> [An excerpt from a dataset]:

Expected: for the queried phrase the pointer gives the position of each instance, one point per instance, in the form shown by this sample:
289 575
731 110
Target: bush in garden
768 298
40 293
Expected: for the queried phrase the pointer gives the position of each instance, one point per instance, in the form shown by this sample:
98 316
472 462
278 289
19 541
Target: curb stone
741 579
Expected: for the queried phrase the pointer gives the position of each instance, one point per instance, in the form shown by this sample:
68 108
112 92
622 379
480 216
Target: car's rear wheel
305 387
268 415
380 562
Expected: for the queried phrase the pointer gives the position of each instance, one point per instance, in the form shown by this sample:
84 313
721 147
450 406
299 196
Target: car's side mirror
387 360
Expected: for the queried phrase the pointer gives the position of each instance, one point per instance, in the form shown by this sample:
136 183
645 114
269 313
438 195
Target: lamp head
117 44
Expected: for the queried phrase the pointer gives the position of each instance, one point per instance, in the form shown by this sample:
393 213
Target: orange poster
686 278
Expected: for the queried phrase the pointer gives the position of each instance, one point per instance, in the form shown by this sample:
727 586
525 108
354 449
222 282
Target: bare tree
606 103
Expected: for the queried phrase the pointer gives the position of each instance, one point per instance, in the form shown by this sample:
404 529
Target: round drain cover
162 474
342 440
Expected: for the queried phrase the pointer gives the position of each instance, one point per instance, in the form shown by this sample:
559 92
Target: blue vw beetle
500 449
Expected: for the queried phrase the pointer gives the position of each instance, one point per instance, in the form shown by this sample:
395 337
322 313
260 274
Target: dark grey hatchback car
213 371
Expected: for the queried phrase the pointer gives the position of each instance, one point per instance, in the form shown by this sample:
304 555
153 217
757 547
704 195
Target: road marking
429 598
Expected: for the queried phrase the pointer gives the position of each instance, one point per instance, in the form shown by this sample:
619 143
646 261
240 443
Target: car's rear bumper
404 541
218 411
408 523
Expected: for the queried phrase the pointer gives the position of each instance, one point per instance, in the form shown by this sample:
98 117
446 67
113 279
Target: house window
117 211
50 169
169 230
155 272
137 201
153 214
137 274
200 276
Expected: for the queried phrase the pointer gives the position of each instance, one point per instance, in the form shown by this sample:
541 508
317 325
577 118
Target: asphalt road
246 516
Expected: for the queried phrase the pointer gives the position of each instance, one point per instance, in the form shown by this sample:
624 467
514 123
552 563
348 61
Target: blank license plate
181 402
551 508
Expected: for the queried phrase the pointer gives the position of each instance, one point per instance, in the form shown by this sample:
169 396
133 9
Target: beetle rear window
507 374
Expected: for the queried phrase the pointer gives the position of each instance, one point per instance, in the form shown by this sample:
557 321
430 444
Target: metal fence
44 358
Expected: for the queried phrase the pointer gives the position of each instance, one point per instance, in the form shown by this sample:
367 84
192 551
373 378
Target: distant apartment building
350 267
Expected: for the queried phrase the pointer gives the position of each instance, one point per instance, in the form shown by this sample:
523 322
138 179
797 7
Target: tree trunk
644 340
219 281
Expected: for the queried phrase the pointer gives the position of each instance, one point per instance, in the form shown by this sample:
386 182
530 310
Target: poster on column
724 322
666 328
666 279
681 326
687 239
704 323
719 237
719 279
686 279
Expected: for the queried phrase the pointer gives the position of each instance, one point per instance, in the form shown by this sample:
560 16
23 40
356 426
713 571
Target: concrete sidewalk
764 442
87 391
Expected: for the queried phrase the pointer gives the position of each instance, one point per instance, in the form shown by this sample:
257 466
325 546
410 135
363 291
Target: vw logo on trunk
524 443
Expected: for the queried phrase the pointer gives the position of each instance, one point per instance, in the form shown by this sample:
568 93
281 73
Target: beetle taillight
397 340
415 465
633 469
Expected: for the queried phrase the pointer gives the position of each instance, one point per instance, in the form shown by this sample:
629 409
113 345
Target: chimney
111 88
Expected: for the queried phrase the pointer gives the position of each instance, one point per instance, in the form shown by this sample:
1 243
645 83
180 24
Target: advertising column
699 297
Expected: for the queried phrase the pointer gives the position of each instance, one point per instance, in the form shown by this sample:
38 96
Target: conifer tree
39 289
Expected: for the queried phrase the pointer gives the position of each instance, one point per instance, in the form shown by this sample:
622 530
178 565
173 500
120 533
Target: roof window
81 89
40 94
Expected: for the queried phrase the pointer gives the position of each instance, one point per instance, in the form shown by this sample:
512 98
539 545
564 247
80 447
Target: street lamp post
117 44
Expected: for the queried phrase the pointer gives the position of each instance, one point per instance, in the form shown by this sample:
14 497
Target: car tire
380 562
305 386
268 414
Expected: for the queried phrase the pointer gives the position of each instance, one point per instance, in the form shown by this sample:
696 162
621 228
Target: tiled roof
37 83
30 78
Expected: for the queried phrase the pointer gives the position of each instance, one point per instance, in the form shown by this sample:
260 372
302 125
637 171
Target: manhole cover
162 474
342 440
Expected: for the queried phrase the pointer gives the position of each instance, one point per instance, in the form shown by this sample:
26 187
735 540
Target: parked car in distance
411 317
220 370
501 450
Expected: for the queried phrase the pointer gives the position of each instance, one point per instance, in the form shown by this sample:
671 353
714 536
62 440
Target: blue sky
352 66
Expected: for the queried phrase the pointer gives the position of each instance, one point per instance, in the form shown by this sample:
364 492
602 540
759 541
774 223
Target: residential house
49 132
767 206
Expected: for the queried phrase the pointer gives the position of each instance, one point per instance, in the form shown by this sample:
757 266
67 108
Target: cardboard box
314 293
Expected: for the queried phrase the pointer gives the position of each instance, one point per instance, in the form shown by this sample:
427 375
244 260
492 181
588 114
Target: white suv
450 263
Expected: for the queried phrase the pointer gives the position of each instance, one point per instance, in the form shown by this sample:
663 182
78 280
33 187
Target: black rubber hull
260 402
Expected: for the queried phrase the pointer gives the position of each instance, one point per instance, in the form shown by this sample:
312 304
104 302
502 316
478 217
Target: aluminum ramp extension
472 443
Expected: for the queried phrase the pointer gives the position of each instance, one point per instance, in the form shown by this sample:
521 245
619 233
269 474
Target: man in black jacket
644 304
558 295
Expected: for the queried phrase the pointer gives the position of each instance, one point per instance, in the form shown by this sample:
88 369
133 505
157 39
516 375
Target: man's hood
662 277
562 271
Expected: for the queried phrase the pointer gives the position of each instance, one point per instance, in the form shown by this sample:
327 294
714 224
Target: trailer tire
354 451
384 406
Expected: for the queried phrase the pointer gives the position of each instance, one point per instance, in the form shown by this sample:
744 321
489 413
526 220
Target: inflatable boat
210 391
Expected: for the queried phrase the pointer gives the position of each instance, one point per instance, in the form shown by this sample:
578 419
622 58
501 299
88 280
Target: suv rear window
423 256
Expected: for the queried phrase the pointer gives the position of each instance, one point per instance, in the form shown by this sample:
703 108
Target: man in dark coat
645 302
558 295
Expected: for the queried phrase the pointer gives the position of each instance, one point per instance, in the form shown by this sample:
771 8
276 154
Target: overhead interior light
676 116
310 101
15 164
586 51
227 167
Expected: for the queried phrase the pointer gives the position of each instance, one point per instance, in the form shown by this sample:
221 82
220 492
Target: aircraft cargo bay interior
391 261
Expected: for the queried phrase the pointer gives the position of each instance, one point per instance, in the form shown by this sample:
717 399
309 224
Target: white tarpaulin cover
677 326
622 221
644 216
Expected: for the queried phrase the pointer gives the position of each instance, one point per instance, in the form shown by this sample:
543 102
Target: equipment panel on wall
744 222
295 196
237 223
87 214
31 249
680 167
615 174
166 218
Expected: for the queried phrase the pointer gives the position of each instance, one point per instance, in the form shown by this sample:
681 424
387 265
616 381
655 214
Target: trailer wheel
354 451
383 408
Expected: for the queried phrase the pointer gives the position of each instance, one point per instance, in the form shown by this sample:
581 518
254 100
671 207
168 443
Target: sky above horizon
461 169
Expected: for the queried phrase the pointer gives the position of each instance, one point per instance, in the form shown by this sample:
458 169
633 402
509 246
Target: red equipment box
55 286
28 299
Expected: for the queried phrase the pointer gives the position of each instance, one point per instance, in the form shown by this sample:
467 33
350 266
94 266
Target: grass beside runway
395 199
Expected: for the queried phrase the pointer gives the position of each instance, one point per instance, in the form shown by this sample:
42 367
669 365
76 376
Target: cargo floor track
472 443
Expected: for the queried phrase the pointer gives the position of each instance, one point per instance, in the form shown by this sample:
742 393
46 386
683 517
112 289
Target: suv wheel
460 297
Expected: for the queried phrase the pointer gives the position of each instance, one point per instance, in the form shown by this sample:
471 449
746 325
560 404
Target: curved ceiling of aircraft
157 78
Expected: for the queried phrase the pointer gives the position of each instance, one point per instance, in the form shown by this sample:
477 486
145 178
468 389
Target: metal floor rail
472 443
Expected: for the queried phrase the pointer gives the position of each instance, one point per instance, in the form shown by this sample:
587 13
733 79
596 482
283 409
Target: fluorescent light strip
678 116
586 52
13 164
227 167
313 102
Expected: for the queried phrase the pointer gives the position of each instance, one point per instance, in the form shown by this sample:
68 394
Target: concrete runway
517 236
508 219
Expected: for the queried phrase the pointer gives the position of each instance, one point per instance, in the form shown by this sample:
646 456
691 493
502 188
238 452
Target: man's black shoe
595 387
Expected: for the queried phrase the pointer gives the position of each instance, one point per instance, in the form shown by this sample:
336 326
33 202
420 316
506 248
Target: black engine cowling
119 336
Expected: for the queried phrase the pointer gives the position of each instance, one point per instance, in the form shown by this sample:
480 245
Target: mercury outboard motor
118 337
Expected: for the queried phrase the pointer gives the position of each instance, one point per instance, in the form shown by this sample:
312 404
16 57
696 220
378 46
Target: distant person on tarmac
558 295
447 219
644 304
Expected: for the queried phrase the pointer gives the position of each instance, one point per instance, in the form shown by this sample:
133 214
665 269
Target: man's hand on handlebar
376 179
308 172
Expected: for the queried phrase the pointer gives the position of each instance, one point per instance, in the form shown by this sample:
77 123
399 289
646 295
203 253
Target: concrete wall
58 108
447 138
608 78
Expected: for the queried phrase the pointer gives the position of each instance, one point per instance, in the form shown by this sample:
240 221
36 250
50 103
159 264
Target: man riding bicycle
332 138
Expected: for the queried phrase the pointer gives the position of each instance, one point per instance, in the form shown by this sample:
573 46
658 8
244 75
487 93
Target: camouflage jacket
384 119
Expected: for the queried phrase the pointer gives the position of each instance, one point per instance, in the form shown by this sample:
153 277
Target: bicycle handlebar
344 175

> [To do]:
Which lines in the rows above contain the word "equipment"? Locate each one and copy it, and note that case counts.

> [Task solution]:
Target: equipment panel on wall
Target: red equipment box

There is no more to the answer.